What is being asked: Write out the entries verbatim and leave the images out of the copy.

Data lines:
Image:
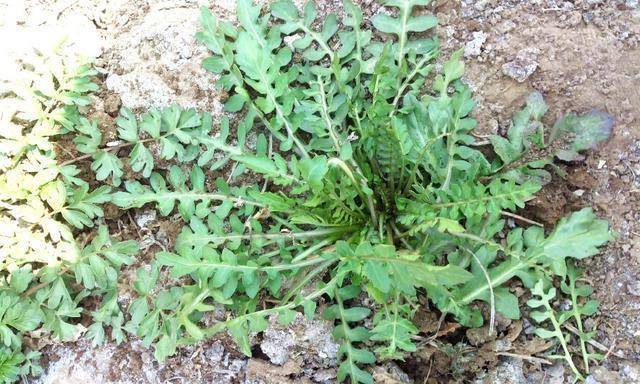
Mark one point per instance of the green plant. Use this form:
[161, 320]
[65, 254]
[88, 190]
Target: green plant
[559, 319]
[369, 182]
[352, 171]
[45, 273]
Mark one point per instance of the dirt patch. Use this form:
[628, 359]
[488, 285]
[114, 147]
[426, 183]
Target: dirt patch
[580, 54]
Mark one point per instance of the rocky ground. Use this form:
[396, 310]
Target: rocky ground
[580, 54]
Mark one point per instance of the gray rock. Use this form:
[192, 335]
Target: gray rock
[277, 345]
[630, 372]
[601, 375]
[155, 61]
[523, 66]
[508, 371]
[310, 338]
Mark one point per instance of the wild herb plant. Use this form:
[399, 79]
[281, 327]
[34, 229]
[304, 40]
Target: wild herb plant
[367, 181]
[46, 269]
[352, 171]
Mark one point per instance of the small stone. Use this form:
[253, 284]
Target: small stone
[522, 66]
[144, 218]
[474, 47]
[601, 375]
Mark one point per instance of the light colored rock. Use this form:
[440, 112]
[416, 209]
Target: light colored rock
[509, 371]
[523, 66]
[155, 60]
[311, 338]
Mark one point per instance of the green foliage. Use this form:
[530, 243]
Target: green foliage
[363, 178]
[352, 172]
[558, 319]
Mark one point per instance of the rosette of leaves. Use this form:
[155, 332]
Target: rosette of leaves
[368, 181]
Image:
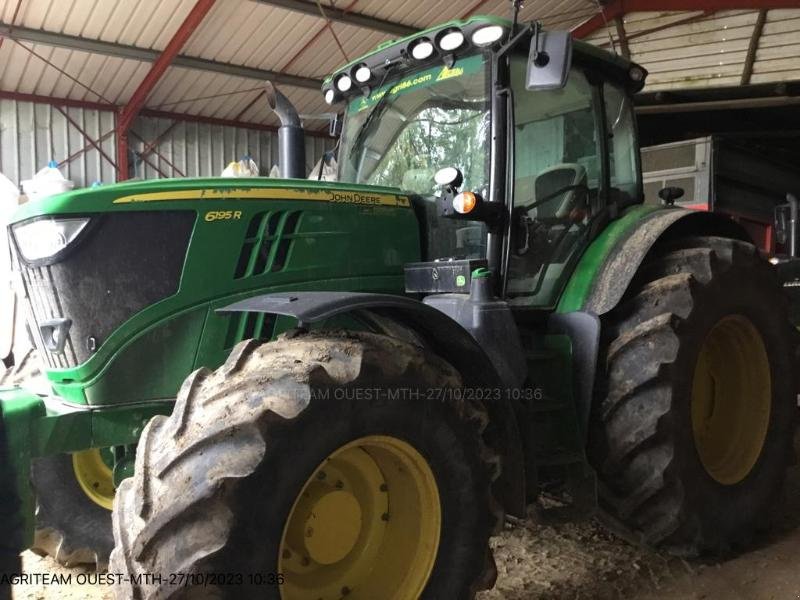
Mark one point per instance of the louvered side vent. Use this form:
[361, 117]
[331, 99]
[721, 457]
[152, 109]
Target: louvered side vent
[243, 326]
[267, 243]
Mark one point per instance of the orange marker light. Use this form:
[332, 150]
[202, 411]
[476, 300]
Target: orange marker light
[464, 202]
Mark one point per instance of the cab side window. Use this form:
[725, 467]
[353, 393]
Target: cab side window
[622, 149]
[558, 183]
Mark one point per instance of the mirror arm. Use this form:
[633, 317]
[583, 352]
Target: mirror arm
[512, 43]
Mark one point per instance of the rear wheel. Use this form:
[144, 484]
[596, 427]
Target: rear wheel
[696, 409]
[320, 466]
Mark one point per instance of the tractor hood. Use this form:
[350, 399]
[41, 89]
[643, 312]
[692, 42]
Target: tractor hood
[125, 279]
[197, 193]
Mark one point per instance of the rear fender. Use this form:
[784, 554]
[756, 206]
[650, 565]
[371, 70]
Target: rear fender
[608, 266]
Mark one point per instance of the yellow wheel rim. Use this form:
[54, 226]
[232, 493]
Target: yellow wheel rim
[366, 525]
[95, 477]
[731, 399]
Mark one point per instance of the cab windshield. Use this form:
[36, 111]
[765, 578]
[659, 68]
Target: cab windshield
[409, 128]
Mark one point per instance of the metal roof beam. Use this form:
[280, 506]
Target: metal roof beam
[337, 15]
[752, 50]
[619, 8]
[71, 42]
[146, 112]
[162, 63]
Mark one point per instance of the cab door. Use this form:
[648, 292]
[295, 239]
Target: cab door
[574, 156]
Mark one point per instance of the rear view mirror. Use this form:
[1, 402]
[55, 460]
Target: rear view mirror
[782, 223]
[549, 60]
[670, 194]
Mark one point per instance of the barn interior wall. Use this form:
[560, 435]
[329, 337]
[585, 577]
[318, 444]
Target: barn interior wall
[32, 134]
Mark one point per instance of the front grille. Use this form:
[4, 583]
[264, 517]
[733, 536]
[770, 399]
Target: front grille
[122, 264]
[267, 243]
[247, 325]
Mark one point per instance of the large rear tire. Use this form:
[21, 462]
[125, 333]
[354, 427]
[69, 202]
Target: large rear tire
[692, 432]
[329, 464]
[11, 526]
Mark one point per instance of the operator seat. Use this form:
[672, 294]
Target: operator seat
[556, 178]
[419, 181]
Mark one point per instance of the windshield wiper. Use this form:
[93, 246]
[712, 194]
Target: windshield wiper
[377, 111]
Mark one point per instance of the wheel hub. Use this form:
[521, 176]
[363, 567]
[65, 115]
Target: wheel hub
[368, 520]
[332, 527]
[95, 476]
[731, 399]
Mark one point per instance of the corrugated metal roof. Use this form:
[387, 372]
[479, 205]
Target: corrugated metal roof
[701, 50]
[710, 49]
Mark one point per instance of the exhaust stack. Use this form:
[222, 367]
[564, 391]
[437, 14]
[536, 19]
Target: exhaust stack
[291, 139]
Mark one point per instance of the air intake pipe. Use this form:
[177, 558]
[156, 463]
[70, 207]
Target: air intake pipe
[291, 139]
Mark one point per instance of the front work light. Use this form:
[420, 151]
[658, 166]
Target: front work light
[363, 74]
[451, 40]
[422, 49]
[44, 238]
[344, 83]
[486, 36]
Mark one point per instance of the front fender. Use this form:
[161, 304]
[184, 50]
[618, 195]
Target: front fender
[608, 266]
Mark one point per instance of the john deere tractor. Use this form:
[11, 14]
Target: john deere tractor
[481, 309]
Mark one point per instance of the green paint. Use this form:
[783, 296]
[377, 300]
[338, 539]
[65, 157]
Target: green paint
[582, 281]
[337, 245]
[37, 426]
[422, 79]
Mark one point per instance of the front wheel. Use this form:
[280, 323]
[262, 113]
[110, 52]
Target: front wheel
[692, 434]
[321, 466]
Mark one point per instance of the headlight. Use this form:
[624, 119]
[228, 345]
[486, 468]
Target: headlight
[485, 36]
[47, 237]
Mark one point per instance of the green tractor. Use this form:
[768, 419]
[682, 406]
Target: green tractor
[480, 310]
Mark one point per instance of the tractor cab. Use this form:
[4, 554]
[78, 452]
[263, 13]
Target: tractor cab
[539, 129]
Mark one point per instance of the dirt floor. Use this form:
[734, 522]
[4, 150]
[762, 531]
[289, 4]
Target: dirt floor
[582, 560]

Solved problem:
Image:
Mark one point per instance of the green plant. Use this form:
[161, 320]
[65, 254]
[88, 190]
Target: green plant
[559, 319]
[369, 182]
[352, 171]
[45, 273]
Mark one point per instance of the dirt patch. Use this form:
[628, 359]
[488, 285]
[114, 147]
[426, 183]
Target: dirt patch
[580, 54]
Mark one point per instance of the rocky ground. Use this form:
[396, 310]
Target: rocky ground
[580, 54]
Mark one point per instance of the gray rock. Use this form:
[192, 335]
Target: gray rock
[277, 345]
[630, 372]
[601, 375]
[155, 61]
[523, 66]
[508, 371]
[310, 338]
Mark one point per instance of the wild herb plant. Use this form:
[399, 79]
[281, 327]
[34, 229]
[304, 40]
Target: wild herb plant
[367, 181]
[46, 269]
[352, 171]
Mark one point per instance of the small stone. Use this form:
[253, 284]
Target: small stone
[522, 66]
[144, 218]
[474, 47]
[601, 375]
Mark one point per instance of the light colored rock. Use this form:
[440, 112]
[416, 209]
Target: light colored rock
[509, 371]
[523, 66]
[155, 60]
[311, 338]
Mark one point per instance of the green foliage. Use this form:
[530, 243]
Target: green foliage
[363, 178]
[352, 172]
[558, 319]
Mark one point per instance of the rosette of leaves. Use this form:
[155, 332]
Target: rosette of leaves
[368, 181]
Image:
Mark one point per instance of the louvered side vent. Use this form:
[361, 117]
[331, 99]
[721, 457]
[152, 109]
Target: louvered side vent
[243, 326]
[267, 243]
Mark one point per instance of the orange marker light. Use this form:
[332, 150]
[202, 411]
[476, 300]
Target: orange marker light
[464, 202]
Mark one point per instance of the cab side window. Use this form:
[725, 467]
[353, 393]
Target: cab side window
[622, 149]
[558, 183]
Mark one point per instance of the mirror arm. Use this form:
[633, 317]
[583, 352]
Target: mirror arm
[512, 43]
Mark one point per instance of the rear wheel. Use this form:
[144, 484]
[596, 427]
Target: rear wheel
[696, 409]
[320, 466]
Mark one point per instance of the tractor hood. Use this form:
[350, 399]
[41, 89]
[643, 312]
[692, 42]
Target: tractor hood
[125, 279]
[197, 193]
Mark one point per instance of the rear fender. Use this form:
[784, 554]
[756, 206]
[650, 565]
[371, 70]
Target: rear fender
[608, 266]
Mark one point per instance of the yellow wheel rim. Use this form:
[54, 226]
[232, 493]
Target: yellow wheel rim
[366, 525]
[95, 477]
[731, 399]
Mark one point per instance of the cab windshield. Use this form:
[36, 111]
[765, 578]
[659, 68]
Target: cab windshield
[409, 128]
Mark one point per instance of the metal roof beam. Use this form:
[280, 506]
Target: metal roof beam
[337, 15]
[752, 50]
[619, 8]
[71, 42]
[146, 112]
[162, 63]
Mark one point per instance of the cab door. Use this form:
[648, 292]
[295, 239]
Target: cab door
[574, 156]
Mark one point per instance of the rear view mirror. Use this form:
[1, 402]
[55, 460]
Target: rear view mirror
[782, 223]
[549, 60]
[670, 194]
Mark one point per instance of the barn interior wall. Use this form:
[560, 435]
[329, 337]
[585, 577]
[318, 444]
Target: barn interior wall
[32, 134]
Mark one point per instance of the front grille. Use this form:
[4, 583]
[264, 517]
[733, 536]
[770, 399]
Target: front grille
[122, 264]
[267, 243]
[247, 325]
Mark one point per instance of the large rear tire. Use this form:
[21, 462]
[125, 333]
[354, 427]
[69, 202]
Target: large rear tire
[692, 432]
[329, 464]
[11, 526]
Mark one point per instance of the operator seat. Use this form:
[672, 294]
Target: operator seat
[556, 178]
[419, 181]
Mark one point per instance of the windshield wiper. Use this form:
[93, 246]
[712, 194]
Target: windshield wiper
[377, 111]
Mark one point per instance of the wheel hub. Use this form:
[521, 176]
[363, 567]
[65, 115]
Target: wheel hub
[368, 520]
[332, 527]
[95, 476]
[731, 399]
Mark one point per instance of the corrugated metal roof. Use this form:
[387, 372]
[479, 205]
Target: corrugated metal roof
[701, 50]
[710, 49]
Mark one point per instance of the exhaust stack. Use this form:
[222, 367]
[564, 391]
[437, 14]
[536, 19]
Target: exhaust stack
[291, 139]
Mark one point per instance of the air intake pipe. Use this form:
[177, 558]
[156, 463]
[70, 207]
Target: air intake pipe
[291, 139]
Mark one point per instance of the front work light. Use this form:
[420, 151]
[658, 166]
Target: front work light
[363, 74]
[451, 40]
[422, 49]
[44, 238]
[344, 83]
[486, 36]
Mark one point per instance of the front fender. Use this form:
[161, 304]
[184, 50]
[618, 195]
Target: front fender
[608, 266]
Mark one point per instance of the john deere tractor. Use this form:
[11, 14]
Target: john deere tractor
[481, 309]
Mark one point per instance of the green paint. Use this form:
[783, 296]
[377, 300]
[338, 539]
[65, 157]
Target: green paint
[582, 281]
[337, 245]
[37, 426]
[422, 79]
Mark one point per instance of the front wheel. Use this form:
[280, 323]
[262, 113]
[110, 52]
Target: front wheel
[692, 434]
[321, 466]
Mark one point per instance of the headlight. Use this form:
[624, 119]
[228, 345]
[486, 468]
Target: headlight
[485, 36]
[47, 237]
Mark one point per instance of the green tractor. Use this form:
[768, 419]
[682, 406]
Target: green tractor
[480, 310]
Mark one point per instance of the tractor cab. Use this form:
[4, 554]
[78, 452]
[263, 13]
Target: tractor cab
[539, 129]
Mark one point per instance of the dirt floor. Use this form:
[734, 522]
[4, 150]
[762, 531]
[289, 4]
Target: dirt floor
[582, 560]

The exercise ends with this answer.